Problem requirements> In the crop disease article, what is the name of the University of Illinois crop scientist it quotes?

Exercise passage>
Jeff Caldwell 06/11/2012 @ 3:49pm Agricultural content creator and marketer.

A combination of a warm winter, early planting window and now a dry, hot start to summer has caused some crop diseases and issues to blow up in parts of the Corn Belt, specialists say.

The good news is the hot, dry weather has kept some more common diseases at bay more than usual, says University of Illinois crop scientist Carl Bradley. Things like leaf blight and spot, in both corn and soybeans, have affected fewer plants this year on account of the weather.

"Weather is the major factor influencing plant diseases, and the relatively dry weather of late has contributed to the lack of diseases being seen," Bradley says.

Anthracnose leaf blight and Holcus leaf spot, both in corn, are showing up in some fields, but both are less problematic than normal because of the heat and its corresponding stimulus to crop growth.

"When corn plants begin to develop rapidly as the temperatures warm up, they tend to 'outgrow' this disease, with new leaves generally not being affected," Bradley says of Anthracnose leaf blight.

But, while the weather's stemmed the potential growth of diseases like these, it's also helped others thrive. Take Goss's Wilt in corn; in a normal year, early June's typically way too early for this disease to become a problem. But, agronomists in Nebraska say this year's been different so far.

Recorded information>

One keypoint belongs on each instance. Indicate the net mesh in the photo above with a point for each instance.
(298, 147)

Exercise solution> Carl Bradley